**Exercise description**. Please print the data again exactly as given.

**Data shown**.
------------------------

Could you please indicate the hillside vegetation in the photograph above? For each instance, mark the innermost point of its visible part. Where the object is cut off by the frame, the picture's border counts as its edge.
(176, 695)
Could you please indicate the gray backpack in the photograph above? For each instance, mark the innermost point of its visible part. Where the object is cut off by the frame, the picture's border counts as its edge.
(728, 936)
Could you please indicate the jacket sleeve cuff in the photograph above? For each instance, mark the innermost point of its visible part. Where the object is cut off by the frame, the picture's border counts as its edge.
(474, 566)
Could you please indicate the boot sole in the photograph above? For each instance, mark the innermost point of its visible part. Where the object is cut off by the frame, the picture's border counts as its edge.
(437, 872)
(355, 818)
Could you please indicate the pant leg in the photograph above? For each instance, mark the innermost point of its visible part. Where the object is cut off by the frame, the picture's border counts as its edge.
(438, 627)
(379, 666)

------------------------

**Written solution**.
Could you please indicate the hillside vegetation in the photograph above? For each instance, mark the innermost point of its visible part. Where the object is cut off by the frame, the picture's border counts as its edge.
(176, 695)
Could you please indicate the gray backpack in the photograph above? For each instance, mark the innermost point of its visible part. Where the object is cut off by the frame, the picture's border counts as its edge.
(728, 936)
Could you please indicate the jacket sleeve cuff in the photograph above? For each instance, mark the innermost point of its visible part. Where the object is cut off by the frame, the picture's border counts as its edge.
(474, 566)
Could you please indicate the boot sole in the photograph above? For each instance, mark the innermost point of its visible part. Where the object is cut off by the frame, the picture's border counts as its edge.
(437, 872)
(355, 818)
Could you please indicate the pant leg in the photograph above? For each instance, mark the innermost point of its visible part. Where the object is cut off by the frame, the picture's border counts as its edge.
(438, 627)
(379, 666)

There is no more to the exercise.